((

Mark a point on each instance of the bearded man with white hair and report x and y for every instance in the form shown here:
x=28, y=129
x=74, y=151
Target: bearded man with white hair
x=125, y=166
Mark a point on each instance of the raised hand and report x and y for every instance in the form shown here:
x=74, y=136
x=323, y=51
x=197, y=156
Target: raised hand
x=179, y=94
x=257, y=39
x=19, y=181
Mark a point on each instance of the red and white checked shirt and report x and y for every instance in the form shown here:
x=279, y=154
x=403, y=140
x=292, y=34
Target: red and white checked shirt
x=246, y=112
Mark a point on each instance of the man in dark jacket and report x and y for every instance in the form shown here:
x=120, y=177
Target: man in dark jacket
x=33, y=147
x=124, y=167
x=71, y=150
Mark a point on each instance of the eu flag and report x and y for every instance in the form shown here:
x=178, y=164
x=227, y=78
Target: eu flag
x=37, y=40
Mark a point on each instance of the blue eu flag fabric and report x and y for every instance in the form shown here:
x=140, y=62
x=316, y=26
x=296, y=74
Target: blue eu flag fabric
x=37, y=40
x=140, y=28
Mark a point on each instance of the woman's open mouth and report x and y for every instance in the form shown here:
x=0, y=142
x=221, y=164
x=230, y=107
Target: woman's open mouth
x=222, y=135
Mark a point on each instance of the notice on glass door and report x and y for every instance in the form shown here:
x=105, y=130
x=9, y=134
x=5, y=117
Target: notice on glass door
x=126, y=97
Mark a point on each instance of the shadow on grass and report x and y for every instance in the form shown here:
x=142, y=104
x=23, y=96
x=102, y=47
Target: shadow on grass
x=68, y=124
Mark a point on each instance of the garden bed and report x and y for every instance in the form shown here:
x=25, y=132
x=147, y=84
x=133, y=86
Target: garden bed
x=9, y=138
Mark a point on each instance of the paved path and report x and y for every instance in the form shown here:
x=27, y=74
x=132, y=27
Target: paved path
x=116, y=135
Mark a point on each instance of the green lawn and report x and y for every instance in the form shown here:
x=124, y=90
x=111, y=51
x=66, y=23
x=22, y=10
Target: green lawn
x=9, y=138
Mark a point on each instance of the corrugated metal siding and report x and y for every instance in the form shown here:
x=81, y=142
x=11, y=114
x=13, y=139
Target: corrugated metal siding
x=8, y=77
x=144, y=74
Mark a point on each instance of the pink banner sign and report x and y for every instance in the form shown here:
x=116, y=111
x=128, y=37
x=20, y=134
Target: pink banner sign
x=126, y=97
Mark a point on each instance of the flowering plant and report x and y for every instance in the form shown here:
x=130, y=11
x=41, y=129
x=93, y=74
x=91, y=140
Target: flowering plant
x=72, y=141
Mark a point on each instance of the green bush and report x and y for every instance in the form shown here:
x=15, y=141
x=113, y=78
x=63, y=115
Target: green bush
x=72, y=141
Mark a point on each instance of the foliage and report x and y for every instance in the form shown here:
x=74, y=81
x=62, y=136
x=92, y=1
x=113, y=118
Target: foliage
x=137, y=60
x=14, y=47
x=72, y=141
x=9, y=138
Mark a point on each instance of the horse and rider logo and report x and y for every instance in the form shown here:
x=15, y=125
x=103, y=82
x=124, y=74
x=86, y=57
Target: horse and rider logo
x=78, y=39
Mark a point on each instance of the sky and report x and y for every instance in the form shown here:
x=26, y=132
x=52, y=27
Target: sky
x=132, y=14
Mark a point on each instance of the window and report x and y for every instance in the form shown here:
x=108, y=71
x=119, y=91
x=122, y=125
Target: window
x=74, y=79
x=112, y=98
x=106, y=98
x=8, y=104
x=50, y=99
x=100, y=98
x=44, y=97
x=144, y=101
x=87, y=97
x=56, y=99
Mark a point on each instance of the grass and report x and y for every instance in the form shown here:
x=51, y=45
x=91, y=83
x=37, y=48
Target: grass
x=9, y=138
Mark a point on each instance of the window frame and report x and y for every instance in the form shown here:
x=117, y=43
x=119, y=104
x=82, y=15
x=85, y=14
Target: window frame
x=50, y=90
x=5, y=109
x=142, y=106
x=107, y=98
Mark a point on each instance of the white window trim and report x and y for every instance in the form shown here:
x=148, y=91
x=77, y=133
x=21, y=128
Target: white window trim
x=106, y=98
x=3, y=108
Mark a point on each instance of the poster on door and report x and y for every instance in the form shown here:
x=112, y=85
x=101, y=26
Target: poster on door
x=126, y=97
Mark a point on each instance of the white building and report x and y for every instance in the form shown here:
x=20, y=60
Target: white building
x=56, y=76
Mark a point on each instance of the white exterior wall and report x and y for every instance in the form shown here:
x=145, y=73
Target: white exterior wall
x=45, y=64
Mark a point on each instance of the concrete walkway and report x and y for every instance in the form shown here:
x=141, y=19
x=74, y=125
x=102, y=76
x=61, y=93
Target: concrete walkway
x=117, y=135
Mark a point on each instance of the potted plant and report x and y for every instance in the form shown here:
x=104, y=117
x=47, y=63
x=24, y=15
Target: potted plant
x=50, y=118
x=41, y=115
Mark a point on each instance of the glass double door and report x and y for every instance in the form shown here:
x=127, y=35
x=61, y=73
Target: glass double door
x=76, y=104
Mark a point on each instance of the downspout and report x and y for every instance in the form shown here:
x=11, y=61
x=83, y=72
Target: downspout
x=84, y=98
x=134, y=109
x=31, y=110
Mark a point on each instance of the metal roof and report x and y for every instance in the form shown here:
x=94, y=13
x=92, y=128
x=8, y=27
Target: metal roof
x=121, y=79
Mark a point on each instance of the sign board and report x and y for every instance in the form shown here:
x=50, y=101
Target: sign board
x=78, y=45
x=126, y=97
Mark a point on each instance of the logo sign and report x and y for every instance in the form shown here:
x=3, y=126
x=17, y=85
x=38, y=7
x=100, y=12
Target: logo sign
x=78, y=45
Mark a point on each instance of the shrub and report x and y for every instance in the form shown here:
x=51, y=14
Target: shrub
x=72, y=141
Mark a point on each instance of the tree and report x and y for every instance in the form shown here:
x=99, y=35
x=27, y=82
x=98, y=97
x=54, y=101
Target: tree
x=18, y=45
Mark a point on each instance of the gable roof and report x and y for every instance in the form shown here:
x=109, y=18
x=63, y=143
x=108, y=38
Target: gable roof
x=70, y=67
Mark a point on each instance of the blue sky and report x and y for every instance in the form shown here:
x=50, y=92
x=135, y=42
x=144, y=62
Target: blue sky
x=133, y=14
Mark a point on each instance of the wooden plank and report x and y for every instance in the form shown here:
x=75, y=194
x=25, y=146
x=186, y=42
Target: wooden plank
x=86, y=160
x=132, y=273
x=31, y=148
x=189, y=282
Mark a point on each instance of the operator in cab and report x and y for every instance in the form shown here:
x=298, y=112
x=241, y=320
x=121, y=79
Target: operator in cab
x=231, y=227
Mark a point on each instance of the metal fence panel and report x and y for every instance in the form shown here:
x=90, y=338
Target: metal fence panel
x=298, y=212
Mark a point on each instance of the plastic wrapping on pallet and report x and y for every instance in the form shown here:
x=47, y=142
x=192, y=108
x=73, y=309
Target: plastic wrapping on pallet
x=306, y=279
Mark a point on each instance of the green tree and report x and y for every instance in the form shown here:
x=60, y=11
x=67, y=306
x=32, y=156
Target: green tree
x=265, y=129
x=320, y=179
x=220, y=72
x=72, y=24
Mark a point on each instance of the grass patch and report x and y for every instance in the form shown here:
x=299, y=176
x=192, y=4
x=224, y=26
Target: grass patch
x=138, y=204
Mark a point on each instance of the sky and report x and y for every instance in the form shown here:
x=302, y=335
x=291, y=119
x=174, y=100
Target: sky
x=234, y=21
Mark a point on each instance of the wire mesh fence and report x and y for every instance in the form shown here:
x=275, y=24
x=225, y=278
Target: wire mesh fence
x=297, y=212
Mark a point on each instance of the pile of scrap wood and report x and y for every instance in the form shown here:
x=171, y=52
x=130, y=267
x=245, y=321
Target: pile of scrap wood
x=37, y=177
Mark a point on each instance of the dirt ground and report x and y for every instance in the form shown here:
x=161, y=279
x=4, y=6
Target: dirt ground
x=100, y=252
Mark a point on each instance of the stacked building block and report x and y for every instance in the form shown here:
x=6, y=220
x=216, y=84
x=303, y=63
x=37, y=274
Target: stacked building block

))

> **Task brief**:
A line qualifies when it holds the word "block"; report all qualifying lines from the records above.

> **Task output**:
Mark a point on each instance of the stacked building block and report x and y for every instance in the form shown here:
Target: stacked building block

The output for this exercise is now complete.